TESTO DI RIFERIMENTO.
####################

Le 7 lezioni | Autori | Credits | Home | Email

 

 

 

 

Pupi e paladini  

Per sintetizzare la vocazione tragicomica del siciliano, è più opportuno guardare al teatro, alla maschera di un attore: Angelo Musco, la stessa in cui si riflettono la faccia appassionata e un po’ convenzionale della Sicilia, che era stata già del grande Giovanni Grasso, e il retaggio dell’opera dei pupi, in cui la povera gente proiettò per anni il proprio bisogno d’evasione da una realtà che ancora non ci appaga. Commedia e tragedia, dunque. L’anima del siciliano che si rivela sempre estrema e contraddittoria: ora servile Proteo che sopporta le ferite della Storia e dei regnanti, ora pupo-paladino che si riscatta attraverso il riso gioioso, rituale, isterico, che non ha nulla a che vedere con la comicità, ma sale dal basso, si oppone al «serio», come il riso di Aristofane o di Rabelais, di Shakespeare o di Gogol, ed esprime la protesta di coloro che non hanno voce. Diceva Pirandello, parlando di Verga, che “tutti i siciliani in fondo sono tristi perché hanno quasi tutti un senso tragico della vita”, volendo significare che essi avvertono intensamente quel contrasto tra un animo naturalmente chiuso e diffidente e una Natura “intorno, aperta, chiara di sole”, che acceca fino a togliere la capacità di vedere, rivelando in ogni gesto e in ogni parola un “dolore spesso disperato”. E nel senso del tragico dei siciliani si stratificano generazioni ribollenti di collere antigovernative, di disperati e astratti furori ma anche, purtroppo, di altrettanto repentine e umilianti sottomissioni.

Scriveva il siracusano Sebastiano Aglianò che è difficile incontrare in Sicilia personalità complete e riposanti, vale a dire uomini sicuri di una pace interiore, sicché anche l’umorismo siciliano ha qualcosa di nervoso o di amaro. I siciliani sono, infatti, da sempre avvezzi a un senso luttuoso dell’esistenza, ma fra il tragico e l’idillico, che sono i due veri poli dell’anima isolana, si insinua di tanto in tanto un temperato umorismo, che facilmente si esaspera in grottesco e che raramente è derisione - e difatti il siciliano sa essere auto-ironico -. Piuttosto è espressione di benevolenza, percezione di armonia, sentimento di espansione vitale.

####################

ISTRUZIONI DI LAVORO.
(a) Elenca tutti gli autori il cui riso viene accostato al riso del pupo-paladino nel brano su pupi e paladini.
(b) Per favore, trascrivi senza modifiche il passo del brano su pupi e paladini che comincia con "Scriveva il siracusano" e prosegue fino a "di espansione vitale.".
(c) Stabilisci se ciascuna affermazione concorda con il brano su pupi e paladini. Rispondi sì o no e cita le parole del brano che lo provano. (i) Il brano attribuisce a Pirandello l'idea che i siciliani siano tristi. (ii) Secondo il brano, l'umorismo siciliano è di solito derisione. (iii) Il brano presenta Sebastiano Aglianò come siracusano.
Per svolgere l'esercizio le righe non servono.

VOCI ELENCATE.

####################

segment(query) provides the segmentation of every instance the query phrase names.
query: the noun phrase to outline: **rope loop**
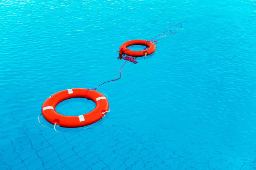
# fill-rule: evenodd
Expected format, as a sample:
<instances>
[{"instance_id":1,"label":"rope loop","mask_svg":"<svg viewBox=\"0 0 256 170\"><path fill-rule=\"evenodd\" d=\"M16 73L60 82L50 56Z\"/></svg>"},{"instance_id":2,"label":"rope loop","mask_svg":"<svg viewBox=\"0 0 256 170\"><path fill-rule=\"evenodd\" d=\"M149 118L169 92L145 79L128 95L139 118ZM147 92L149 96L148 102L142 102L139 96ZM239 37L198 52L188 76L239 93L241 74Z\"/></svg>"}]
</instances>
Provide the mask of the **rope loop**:
<instances>
[{"instance_id":1,"label":"rope loop","mask_svg":"<svg viewBox=\"0 0 256 170\"><path fill-rule=\"evenodd\" d=\"M138 63L138 61L135 61L135 58L134 57L126 56L123 58L123 60L132 62L133 64L136 64Z\"/></svg>"}]
</instances>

####################

SOLUZIONI PROPOSTE.
(a) Aristofane, Rabelais, Shakespeare, Gogol

(b)
Scriveva il siracusano Sebastiano Aglianò che è difficile incontrare in Sicilia personalità complete e riposanti, vale a dire uomini sicuri di una pace interiore, sicché anche l’umorismo siciliano ha qualcosa di nervoso o di amaro. I siciliani sono, infatti, da sempre avvezzi a un senso luttuoso dell’esistenza, ma fra il tragico e l’idillico, che sono i due veri poli dell’anima isolana, si insinua di tanto in tanto un temperato umorismo, che facilmente si esaspera in grottesco e che raramente è derisione - e difatti il siciliano sa essere auto-ironico -. Piuttosto è espressione di benevolenza, percezione di armonia, sentimento di espansione vitale.

(c)
(i) Sì: "Diceva Pirandello, parlando di Verga, che “tutti i siciliani in fondo sono tristi perché hanno quasi tutti un senso tragico della vita”"
(ii) No: "che raramente è derisione"
(iii) Sì: "Scriveva il siracusano Sebastiano Aglianò"